### The problem
Among the records below, find the lines that contain "pale" and copy each of them.

### Point localization data
+++

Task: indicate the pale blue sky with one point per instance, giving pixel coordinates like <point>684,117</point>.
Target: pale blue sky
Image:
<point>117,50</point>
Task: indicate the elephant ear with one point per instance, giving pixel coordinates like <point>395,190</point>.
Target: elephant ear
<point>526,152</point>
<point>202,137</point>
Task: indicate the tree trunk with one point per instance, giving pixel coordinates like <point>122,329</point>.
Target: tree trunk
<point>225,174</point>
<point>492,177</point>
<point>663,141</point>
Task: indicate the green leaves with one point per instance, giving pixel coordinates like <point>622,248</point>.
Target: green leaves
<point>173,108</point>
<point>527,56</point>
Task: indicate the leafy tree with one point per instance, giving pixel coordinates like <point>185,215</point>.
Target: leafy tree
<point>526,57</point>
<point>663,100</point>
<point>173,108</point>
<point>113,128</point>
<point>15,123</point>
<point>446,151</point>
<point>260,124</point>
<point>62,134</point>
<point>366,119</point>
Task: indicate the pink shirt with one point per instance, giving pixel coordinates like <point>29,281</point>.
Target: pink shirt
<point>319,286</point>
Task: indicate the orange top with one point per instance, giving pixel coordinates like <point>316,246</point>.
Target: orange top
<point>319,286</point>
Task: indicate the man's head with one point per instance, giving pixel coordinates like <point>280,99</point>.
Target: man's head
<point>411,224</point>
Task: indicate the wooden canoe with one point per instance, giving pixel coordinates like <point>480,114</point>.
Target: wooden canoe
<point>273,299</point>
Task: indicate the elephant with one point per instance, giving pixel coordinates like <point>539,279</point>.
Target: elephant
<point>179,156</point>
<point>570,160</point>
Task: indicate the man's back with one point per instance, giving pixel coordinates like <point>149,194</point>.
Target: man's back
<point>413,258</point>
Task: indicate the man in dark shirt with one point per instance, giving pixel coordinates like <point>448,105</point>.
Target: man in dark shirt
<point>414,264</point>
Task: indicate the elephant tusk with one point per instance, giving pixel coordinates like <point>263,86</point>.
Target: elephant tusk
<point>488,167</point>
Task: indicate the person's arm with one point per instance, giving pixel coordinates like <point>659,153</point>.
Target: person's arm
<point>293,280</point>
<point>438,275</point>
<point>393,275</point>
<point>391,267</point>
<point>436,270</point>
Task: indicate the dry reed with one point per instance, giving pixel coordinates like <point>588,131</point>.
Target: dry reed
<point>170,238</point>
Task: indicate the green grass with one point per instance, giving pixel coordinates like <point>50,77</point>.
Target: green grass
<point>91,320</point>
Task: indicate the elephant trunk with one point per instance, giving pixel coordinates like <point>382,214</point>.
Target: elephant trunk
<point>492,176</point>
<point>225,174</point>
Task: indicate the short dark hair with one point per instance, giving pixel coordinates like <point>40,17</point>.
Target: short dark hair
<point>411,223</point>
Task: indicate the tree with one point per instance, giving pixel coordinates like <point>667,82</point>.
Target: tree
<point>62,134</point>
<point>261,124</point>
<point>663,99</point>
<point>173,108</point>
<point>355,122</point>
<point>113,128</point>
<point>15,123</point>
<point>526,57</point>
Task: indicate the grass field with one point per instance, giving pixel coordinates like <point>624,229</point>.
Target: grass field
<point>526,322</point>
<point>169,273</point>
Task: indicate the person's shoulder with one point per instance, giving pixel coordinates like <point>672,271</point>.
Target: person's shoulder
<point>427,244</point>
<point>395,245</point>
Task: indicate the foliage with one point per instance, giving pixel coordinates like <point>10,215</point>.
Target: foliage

+++

### Response for this exercise
Task: indicate the pale blue sky with one point per instance, giving pixel coordinates like <point>684,117</point>.
Target: pale blue sky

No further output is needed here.